TASK: Count how many of the lines below contain the string "Target" and reply with that number alone.

MATERIAL:

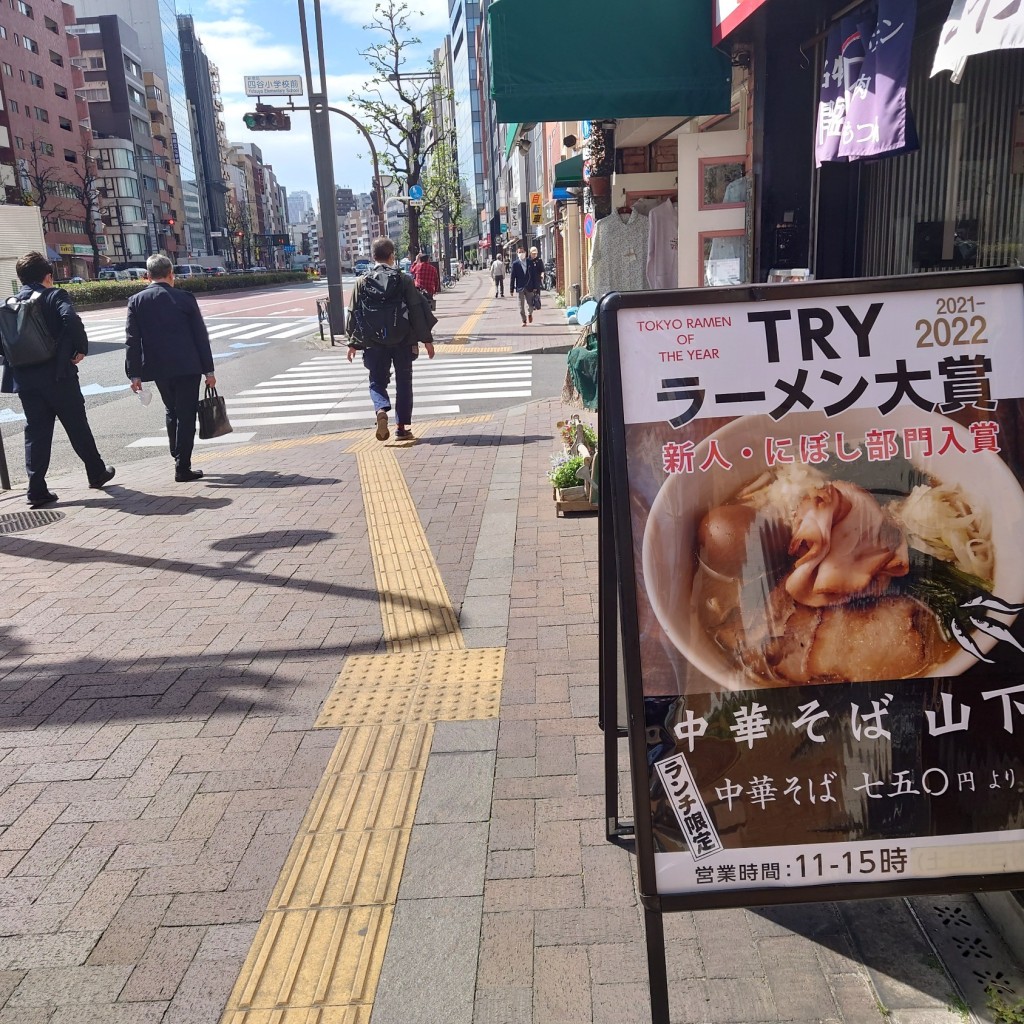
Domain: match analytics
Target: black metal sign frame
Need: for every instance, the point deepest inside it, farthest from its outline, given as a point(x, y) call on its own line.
...
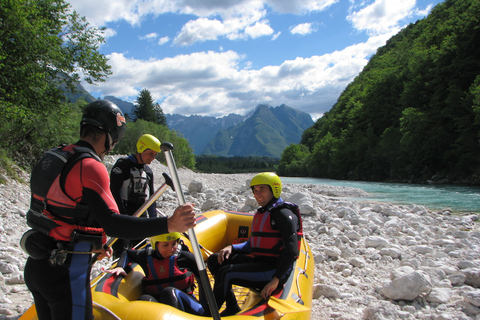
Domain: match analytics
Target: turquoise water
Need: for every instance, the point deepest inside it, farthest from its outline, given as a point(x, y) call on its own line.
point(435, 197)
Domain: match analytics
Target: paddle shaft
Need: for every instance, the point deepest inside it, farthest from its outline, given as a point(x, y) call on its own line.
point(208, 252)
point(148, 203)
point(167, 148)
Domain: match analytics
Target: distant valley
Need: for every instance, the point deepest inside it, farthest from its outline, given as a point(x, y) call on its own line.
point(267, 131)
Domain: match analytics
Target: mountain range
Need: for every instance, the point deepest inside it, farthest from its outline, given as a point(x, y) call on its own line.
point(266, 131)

EXPECTED ANSWER: 5